Problem details:
In the entries below, replace "concrete wall" with "brick wall" and reproduce every other line unchanged, without the pictures.

Data items
──────────

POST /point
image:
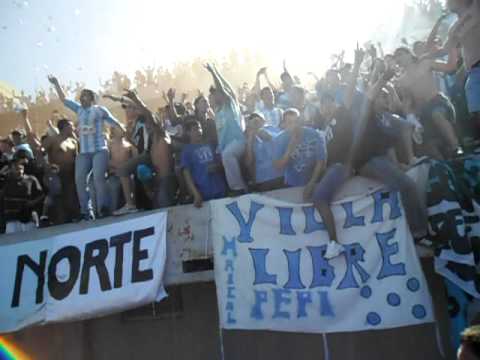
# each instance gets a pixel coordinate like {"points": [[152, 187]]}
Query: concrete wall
{"points": [[194, 334]]}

──────────

Response:
POST /point
image:
# each instance gets a pixel coordinate like {"points": [[152, 187]]}
Query: brick wall
{"points": [[194, 334]]}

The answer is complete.